Material shown

════════════════════

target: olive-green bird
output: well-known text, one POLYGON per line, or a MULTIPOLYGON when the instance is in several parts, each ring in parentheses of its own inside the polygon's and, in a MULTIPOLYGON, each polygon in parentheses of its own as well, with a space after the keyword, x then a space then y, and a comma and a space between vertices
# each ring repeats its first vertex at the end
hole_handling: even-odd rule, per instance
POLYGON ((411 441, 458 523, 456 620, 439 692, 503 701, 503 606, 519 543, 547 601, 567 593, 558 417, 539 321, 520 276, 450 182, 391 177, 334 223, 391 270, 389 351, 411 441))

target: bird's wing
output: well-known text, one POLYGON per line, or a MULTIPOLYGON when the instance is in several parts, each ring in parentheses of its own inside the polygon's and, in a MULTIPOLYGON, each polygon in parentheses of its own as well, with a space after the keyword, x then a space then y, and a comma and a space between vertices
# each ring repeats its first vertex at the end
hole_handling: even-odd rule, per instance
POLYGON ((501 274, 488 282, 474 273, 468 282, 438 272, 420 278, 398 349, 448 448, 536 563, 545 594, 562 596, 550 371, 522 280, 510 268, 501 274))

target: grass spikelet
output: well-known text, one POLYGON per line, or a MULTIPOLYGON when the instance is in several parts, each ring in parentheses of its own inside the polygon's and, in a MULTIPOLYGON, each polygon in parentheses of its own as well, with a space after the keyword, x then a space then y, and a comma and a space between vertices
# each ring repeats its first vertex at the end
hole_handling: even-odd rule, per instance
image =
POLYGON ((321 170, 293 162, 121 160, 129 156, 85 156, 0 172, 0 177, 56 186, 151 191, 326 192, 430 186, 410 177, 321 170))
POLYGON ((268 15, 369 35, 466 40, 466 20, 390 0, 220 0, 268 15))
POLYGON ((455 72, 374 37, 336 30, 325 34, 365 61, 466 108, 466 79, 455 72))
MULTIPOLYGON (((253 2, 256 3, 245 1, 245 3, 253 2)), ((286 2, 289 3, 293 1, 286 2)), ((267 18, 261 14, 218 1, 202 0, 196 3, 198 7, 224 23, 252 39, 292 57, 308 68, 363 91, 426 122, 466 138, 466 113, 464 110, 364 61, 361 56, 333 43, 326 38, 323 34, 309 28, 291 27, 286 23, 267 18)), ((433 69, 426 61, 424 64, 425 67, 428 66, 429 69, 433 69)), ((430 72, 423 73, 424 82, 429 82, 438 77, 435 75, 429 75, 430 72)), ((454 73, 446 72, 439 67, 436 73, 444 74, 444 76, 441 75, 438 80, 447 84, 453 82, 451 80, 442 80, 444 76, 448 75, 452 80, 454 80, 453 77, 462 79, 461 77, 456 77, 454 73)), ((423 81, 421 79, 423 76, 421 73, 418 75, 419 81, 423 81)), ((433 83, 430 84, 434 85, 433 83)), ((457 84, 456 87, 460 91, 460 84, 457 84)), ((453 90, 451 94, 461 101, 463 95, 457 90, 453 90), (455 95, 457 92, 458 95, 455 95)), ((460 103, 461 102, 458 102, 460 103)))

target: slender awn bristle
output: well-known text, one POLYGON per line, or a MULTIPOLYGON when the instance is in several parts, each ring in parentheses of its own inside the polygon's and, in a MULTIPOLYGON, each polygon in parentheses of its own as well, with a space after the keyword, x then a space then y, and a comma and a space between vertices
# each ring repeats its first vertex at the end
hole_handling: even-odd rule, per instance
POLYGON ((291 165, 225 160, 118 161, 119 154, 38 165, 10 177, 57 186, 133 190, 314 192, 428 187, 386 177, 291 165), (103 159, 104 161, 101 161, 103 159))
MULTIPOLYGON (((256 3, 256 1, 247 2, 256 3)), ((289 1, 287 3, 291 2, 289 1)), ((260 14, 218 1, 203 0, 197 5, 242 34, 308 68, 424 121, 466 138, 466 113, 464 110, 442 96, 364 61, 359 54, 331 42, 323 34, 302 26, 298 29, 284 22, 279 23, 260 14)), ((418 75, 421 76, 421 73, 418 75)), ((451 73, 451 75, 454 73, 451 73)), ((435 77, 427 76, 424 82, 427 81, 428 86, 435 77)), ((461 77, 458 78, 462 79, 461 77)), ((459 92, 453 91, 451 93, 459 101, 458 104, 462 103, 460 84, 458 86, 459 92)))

════════════════════

Exercise goal
What do the records say? Quote them all exactly.

Task result
target: olive-green bird
output: well-known text, one POLYGON per line, or a MULTIPOLYGON when the instance is in several parts, each ring in parentheses of its own inside the polygon's and, in a MULTIPOLYGON, each polygon in parentheses of its own as well, with a space after the keyword, x then a space then y, and a comma and a space between vertices
# each ring repeats its first vertex at the end
hole_handling: even-odd rule, per instance
POLYGON ((411 441, 458 523, 456 620, 439 692, 503 701, 503 606, 519 543, 547 601, 567 593, 558 417, 539 321, 520 276, 450 182, 391 177, 334 223, 391 270, 389 351, 411 441))

target: bird's wing
output: well-known text, one POLYGON per line, or a MULTIPOLYGON when the instance is in several parts, each ring in parentheses of its own inside the polygon's and, in a MULTIPOLYGON, each polygon in parentheses of its own as well, with a space after the keyword, x then a space then y, and a comma and a space between vertices
# each ring repeats its first vertex at the end
hole_handling: even-odd rule, per instance
POLYGON ((501 274, 488 282, 474 273, 468 282, 438 272, 420 278, 398 349, 448 448, 536 563, 545 594, 562 596, 550 371, 522 280, 510 268, 501 274))

target: grass spikelet
output: well-known text, one POLYGON per line, or a MULTIPOLYGON when the instance is in several parts, each ring in parentheses of its own inside the polygon's and, in a MULTIPOLYGON, each polygon in parentheses of its own as well, with a space after the keyword, x then a space then y, and a comma and a space between vertices
# each ring repeats its first vertex at the end
hole_handling: even-odd rule, per instance
image =
POLYGON ((321 170, 293 162, 121 160, 129 156, 85 156, 0 172, 0 177, 56 186, 151 191, 326 192, 430 186, 410 177, 321 170))
POLYGON ((268 15, 369 35, 466 40, 466 20, 390 0, 220 0, 268 15))
POLYGON ((455 72, 374 37, 336 30, 325 34, 365 61, 466 108, 466 79, 455 72))
MULTIPOLYGON (((253 2, 256 3, 245 1, 245 3, 253 2)), ((286 2, 289 3, 293 1, 286 2)), ((267 18, 261 14, 218 1, 202 0, 196 3, 198 7, 224 23, 252 39, 292 57, 308 68, 363 91, 426 122, 466 138, 466 113, 464 110, 364 61, 361 56, 333 43, 326 38, 323 34, 309 28, 291 27, 286 23, 267 18)), ((433 69, 426 61, 424 64, 425 67, 428 66, 429 69, 433 69)), ((430 72, 423 73, 424 82, 429 82, 438 77, 435 75, 429 75, 430 72)), ((454 73, 446 72, 439 67, 436 73, 444 74, 444 76, 441 75, 438 80, 447 84, 453 82, 451 80, 442 80, 444 76, 448 75, 452 80, 454 80, 453 77, 462 79, 461 77, 456 77, 454 73)), ((423 81, 421 79, 423 76, 421 73, 418 75, 419 81, 423 81)), ((433 83, 430 84, 434 85, 433 83)), ((457 84, 456 87, 460 91, 460 84, 457 84)), ((453 90, 451 94, 461 101, 463 95, 457 90, 453 90), (455 95, 457 92, 458 95, 455 95)), ((460 103, 461 102, 458 102, 460 103)))

target: slender awn bristle
output: well-known text, one POLYGON per line, or a MULTIPOLYGON when the instance is in several parts, each ring in parentheses of its own inside the polygon's and, in a MULTIPOLYGON, each polygon in parentheses of its own as well, with a space after the keyword, x then a space then y, and a comma and a space between vertices
# each ring repeats its first vertex at the end
hole_handling: even-odd rule, per instance
POLYGON ((291 165, 225 160, 118 161, 119 154, 38 165, 10 177, 57 186, 133 190, 314 192, 428 187, 386 177, 291 165), (103 159, 104 161, 101 161, 103 159))
MULTIPOLYGON (((256 3, 256 1, 247 2, 256 3)), ((289 1, 287 3, 291 2, 289 1)), ((260 14, 218 1, 203 0, 197 5, 242 34, 308 68, 424 121, 466 138, 466 113, 464 110, 442 96, 364 61, 359 54, 331 42, 323 34, 302 26, 298 29, 284 22, 279 23, 260 14)), ((418 75, 421 76, 421 73, 418 75)), ((451 73, 451 75, 454 73, 451 73)), ((435 77, 427 76, 424 82, 427 81, 428 86, 435 77)), ((461 77, 458 78, 462 79, 461 77)), ((459 92, 453 91, 451 93, 459 101, 458 104, 462 103, 460 84, 458 86, 459 92)))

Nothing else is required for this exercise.